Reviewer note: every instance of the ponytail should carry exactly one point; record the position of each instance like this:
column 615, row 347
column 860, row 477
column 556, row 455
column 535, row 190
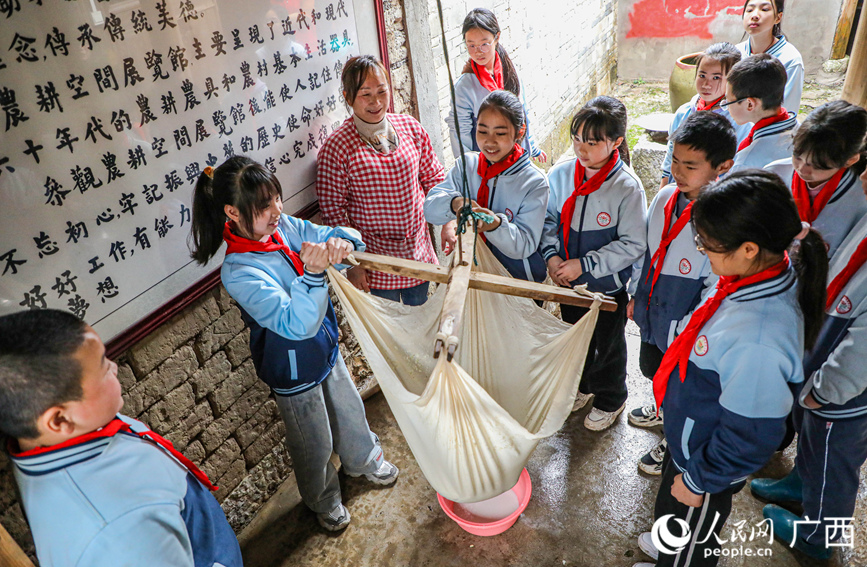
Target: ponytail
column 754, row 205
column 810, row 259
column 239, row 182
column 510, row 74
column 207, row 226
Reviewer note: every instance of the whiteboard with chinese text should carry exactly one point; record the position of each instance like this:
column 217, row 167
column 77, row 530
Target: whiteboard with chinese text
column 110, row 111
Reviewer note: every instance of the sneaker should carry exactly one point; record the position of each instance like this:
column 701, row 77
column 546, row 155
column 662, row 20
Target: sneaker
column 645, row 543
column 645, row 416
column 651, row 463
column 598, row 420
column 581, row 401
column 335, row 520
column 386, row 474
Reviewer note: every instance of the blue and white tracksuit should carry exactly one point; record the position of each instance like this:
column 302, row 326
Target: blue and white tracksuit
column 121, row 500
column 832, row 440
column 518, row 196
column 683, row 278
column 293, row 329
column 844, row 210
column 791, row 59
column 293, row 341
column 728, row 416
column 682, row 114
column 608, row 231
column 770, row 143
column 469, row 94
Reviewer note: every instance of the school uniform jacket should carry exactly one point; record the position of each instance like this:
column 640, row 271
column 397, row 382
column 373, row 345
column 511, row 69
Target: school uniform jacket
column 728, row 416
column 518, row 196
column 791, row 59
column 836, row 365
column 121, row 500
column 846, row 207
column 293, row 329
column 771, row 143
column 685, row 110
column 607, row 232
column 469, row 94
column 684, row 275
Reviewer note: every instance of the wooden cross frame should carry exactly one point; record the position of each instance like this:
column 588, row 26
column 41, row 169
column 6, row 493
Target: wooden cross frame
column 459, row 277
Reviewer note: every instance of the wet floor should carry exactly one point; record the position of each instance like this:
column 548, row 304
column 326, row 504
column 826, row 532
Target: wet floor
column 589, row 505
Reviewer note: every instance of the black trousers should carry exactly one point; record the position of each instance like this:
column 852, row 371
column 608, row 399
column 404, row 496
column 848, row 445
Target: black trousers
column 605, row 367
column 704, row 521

--

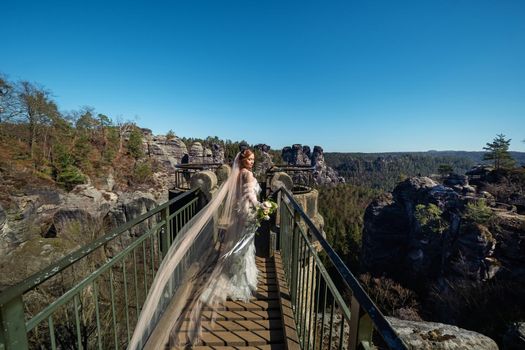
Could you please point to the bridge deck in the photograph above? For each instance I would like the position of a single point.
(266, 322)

...

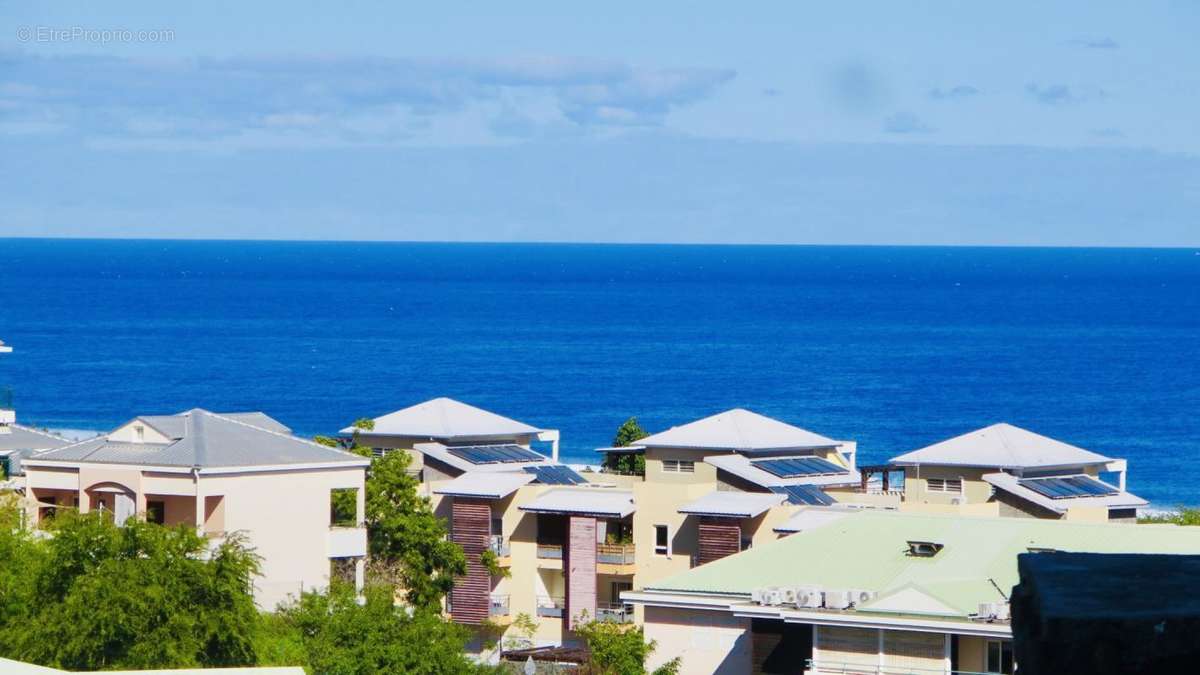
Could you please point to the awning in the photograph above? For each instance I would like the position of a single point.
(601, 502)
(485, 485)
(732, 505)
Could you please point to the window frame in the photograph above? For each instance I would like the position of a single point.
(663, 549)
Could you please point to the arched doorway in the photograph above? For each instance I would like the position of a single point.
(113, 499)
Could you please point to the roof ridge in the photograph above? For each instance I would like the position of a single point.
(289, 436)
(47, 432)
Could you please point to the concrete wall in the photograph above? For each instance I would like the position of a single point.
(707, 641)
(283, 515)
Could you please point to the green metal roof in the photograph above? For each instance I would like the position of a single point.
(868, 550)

What the task requires - Rewrite the stretch of the listing from the line containing "Reviewer note: every instance of the ponytail" through the line containing "column 207, row 226", putting "braid" wherever "ponytail" appears and changing nothing else. Leave out the pictures.

Right answer -
Reviewer note: every instance of the braid should carry exactly one point; record the position of each instance like this:
column 615, row 347
column 860, row 477
column 556, row 455
column 535, row 190
Target: braid
column 754, row 205
column 810, row 259
column 239, row 182
column 510, row 74
column 207, row 226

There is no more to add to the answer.